CEL 1 — W rekordach od wiersza zawierającego „Could you point out the dark” do końca rekordów, włącznie z oboma krańcami, zastąp „jacket” przez „vest”, resztę pozostawiając bez zmian. Podaj wyłącznie te wiersze.

══════

Branża spirytusowa mało rentowna
2012-09-05 10:03
Wyniki finansowe producentów napojów alkoholowych © fot. mat. prasowe
Przeczytaj także: Polskie wódki doceniane w USA
Spadająca od 2009 r. sprzedaż napojów spirytusowych w kraju, wzrost kosztów produkcji, wysokie koszty obsługi finansowej, w tym spłaty długookresowych kredytów i wykup obligacji, oraz pogarszające się perspektywy eksportowe spowodowały znaczące obniżenie kondycji finansowej branży spirytusowej.Leszek Wiwała, Prezes Związku Pracodawców Polski Przemysł Spirytusowy tak tłumaczy trudną sytuację producentów wódki w Polsce - „Przemysł spirytusowy to jedyna branża spożywcza, która ma tak duże problemy z wypłacalnością. W latach 2008-2011 zbankrutowało 8 przedsiębiorstw. W ubiegłym roku 42% krajowych producentów poniosło straty. Łącznie do produkcji wódki w tamtym okresie producenci dołożyli ok. 320 mln zł. Największą bolączką firm, szczególnie w obliczu kryzysu gospodarczego w Europie, jest bardzo niska marża producencka spowodowana dużą wrażliwością konsumentów na cenę. Mamy nadzieję, że przyszły rok przyniesie poprawę sytuacji. Świadczą o tym pozytywne prognozy rynku, planowany wzrost o ok. 3%, jak i coraz bogatsza oferta producentów, obejmująca wódki smakowe, likiery, whisky, koniaki i napoje RTD.”

══════

CEL 2 — Kontynuuj artykuł o słabej kondycji finansowej branży spirytusowej, zaczynając po jego ostatnim zdaniu.

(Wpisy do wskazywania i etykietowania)
══════

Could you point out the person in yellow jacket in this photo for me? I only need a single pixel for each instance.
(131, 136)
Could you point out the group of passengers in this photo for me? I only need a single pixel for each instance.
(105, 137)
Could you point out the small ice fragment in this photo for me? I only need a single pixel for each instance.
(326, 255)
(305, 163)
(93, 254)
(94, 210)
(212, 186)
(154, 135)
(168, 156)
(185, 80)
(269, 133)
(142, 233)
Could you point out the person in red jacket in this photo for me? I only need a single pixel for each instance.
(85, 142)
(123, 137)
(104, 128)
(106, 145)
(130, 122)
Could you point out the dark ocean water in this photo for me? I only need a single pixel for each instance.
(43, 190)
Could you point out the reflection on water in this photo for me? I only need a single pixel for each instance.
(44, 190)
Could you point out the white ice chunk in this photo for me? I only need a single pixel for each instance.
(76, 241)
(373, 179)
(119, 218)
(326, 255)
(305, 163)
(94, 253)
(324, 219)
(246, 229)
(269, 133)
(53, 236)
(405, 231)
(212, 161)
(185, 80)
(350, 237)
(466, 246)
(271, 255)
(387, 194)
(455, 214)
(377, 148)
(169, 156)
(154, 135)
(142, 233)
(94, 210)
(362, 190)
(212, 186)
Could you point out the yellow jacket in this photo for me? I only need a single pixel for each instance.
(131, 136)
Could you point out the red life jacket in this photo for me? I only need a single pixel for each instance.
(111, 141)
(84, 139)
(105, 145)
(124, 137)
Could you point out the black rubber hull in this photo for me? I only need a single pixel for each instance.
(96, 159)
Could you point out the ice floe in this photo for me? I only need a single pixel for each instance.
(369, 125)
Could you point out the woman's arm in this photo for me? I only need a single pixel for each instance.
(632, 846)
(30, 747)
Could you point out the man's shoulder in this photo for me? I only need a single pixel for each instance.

══════

ROZWIĄZANIE ZADANIA 1 —
Could you point out the dark ocean water in this photo for me? I only need a single pixel for each instance.
(43, 190)
Could you point out the reflection on water in this photo for me? I only need a single pixel for each instance.
(44, 190)
Could you point out the white ice chunk in this photo for me? I only need a single pixel for each instance.
(76, 241)
(373, 179)
(119, 218)
(326, 255)
(305, 163)
(94, 253)
(324, 219)
(246, 229)
(269, 133)
(53, 236)
(405, 231)
(212, 161)
(185, 80)
(350, 237)
(466, 246)
(271, 255)
(387, 194)
(455, 214)
(377, 148)
(169, 156)
(154, 135)
(142, 233)
(94, 210)
(362, 190)
(212, 186)
Could you point out the yellow vest in this photo for me? I only need a single pixel for each instance.
(131, 136)
Could you point out the red life vest in this photo for me? I only need a single pixel for each instance.
(111, 141)
(84, 139)
(105, 145)
(124, 137)
Could you point out the black rubber hull in this photo for me? I only need a single pixel for each instance.
(96, 159)
Could you point out the ice floe in this photo for me? I only need a single pixel for each instance.
(369, 125)
Could you point out the woman's arm in this photo for me? I only need a single pixel for each instance.
(632, 846)
(30, 747)
Could you point out the man's shoulder in this photo for me? I only need a single pixel for each instance.

ROZWIĄZANIE ZADANIA 2 —
fot. mat. prasowe
Wyniki finansowe producentów napojów alkoholowych
Niektórzy producenci liczyli, że trudny rok przetrwają dzięki większym wpływom ze sprzedaży napojów spirytusowych podczas odbywających się w naszym kraju mistrzostw Europy w piłce nożnej. Pod koniec maja hurtownie robiły zapasy napojów spirytusowych, ale okazało się to przesadną zapobiegliwością. W pierwszym półroczu spożycie detaliczne wódki wzrosło o 2,5%,natomiast spożycie piwa wzrosło o 8%, a wina gronowego nawet o 15%. Zdecydowana większość zagranicznych kibiców goszczących w Polsce wybrała piwo, którego produkcja wzrosła w I połowie br. o 6%, podczas, gdy produkcja wódki zwiększyła się jedynie o 2% w porównaniu z I połową 2011 r.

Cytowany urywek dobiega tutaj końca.